* [DATASET EXCERPTS]:
◆ ◆ ◆ ◆ ◆ ◆ ◆

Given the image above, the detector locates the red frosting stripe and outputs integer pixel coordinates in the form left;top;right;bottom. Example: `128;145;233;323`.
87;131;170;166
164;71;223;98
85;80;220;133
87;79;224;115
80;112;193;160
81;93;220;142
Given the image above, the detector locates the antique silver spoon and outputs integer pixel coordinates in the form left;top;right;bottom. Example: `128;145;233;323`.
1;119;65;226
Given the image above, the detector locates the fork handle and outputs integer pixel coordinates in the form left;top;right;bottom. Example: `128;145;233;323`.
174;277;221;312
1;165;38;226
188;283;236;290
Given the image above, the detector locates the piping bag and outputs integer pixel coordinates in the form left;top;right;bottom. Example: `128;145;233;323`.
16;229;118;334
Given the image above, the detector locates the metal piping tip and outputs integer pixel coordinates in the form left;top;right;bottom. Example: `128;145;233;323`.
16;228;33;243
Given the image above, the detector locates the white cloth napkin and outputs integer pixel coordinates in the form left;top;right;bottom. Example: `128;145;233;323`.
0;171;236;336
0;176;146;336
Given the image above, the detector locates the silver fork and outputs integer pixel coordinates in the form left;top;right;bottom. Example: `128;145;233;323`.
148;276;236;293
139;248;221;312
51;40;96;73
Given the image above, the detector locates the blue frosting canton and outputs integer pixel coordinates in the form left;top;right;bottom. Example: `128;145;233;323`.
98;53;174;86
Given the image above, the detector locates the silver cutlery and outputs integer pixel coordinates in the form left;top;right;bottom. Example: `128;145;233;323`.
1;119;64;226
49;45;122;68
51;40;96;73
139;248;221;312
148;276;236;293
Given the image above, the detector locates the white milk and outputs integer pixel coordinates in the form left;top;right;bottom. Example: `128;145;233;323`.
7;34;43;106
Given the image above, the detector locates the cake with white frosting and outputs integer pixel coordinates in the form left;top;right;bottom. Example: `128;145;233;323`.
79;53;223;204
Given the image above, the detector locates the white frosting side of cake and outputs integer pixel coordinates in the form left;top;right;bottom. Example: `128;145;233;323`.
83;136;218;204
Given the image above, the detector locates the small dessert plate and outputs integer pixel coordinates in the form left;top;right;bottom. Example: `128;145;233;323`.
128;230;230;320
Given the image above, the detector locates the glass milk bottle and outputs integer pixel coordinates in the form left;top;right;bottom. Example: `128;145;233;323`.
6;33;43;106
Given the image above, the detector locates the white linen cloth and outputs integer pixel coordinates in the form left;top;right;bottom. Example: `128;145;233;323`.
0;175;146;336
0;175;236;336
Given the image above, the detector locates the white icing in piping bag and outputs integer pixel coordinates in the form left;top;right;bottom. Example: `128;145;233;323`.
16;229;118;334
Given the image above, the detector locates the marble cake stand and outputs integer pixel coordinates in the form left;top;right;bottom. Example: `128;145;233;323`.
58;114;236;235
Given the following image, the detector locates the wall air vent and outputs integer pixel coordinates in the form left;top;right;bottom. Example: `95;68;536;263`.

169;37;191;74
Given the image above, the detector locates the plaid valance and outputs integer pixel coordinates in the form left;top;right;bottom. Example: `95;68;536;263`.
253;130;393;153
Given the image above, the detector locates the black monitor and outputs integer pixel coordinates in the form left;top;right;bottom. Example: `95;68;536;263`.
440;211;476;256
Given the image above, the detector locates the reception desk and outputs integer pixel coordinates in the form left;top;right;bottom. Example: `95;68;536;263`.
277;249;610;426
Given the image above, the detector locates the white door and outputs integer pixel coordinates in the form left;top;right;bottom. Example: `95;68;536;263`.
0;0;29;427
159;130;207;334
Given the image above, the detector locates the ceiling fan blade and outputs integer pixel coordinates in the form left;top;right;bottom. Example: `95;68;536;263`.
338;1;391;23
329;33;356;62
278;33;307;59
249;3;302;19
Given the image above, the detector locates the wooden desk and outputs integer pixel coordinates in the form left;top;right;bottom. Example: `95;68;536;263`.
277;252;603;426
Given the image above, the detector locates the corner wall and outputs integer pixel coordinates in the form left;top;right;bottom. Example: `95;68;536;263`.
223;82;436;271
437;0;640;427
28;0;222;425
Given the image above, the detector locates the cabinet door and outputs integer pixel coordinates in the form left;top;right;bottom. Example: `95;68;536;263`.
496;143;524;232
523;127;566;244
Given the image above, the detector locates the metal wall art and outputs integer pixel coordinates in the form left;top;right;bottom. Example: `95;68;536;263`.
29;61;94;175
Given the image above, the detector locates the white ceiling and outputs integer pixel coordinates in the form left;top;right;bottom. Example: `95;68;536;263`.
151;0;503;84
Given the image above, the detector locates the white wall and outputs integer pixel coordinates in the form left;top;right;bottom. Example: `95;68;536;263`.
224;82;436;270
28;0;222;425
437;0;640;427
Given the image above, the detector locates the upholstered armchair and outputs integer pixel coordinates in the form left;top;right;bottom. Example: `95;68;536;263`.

◆ ◆ ◆ ◆ ◆ ◆ ◆

* [WHAT YOU HAVE TO DO]:
Reproduce the material between the lines holding "Given the image above, the detector locates the reception" and "277;252;603;426", inclusive, adding 108 to every coordinate in the answers. Leave the requests and their sample coordinates unchanged.

* [CORRECT RESPONSE]:
Given the image above, the detector locates the reception desk and outputs integer pixel coordinates in the form left;top;right;bottom. Example: `95;68;536;263`.
385;357;718;534
Given the image above, the detector locates the white door and outputs integer pixel coordinates in the form left;top;right;bottom. Example: `95;68;536;263`.
108;108;137;535
267;238;315;442
Given the image above, the detector locates the ceiling fan blade and outputs integer pixel coordinates in the form left;top;right;bottom. Example: `95;68;536;263`.
446;109;499;131
437;141;464;170
386;141;415;167
357;111;410;127
Given the image above, the detector locates the wooden desk and outputs integer pixel coordinates in the form left;top;right;bottom. Example: `95;68;536;263`.
385;360;711;534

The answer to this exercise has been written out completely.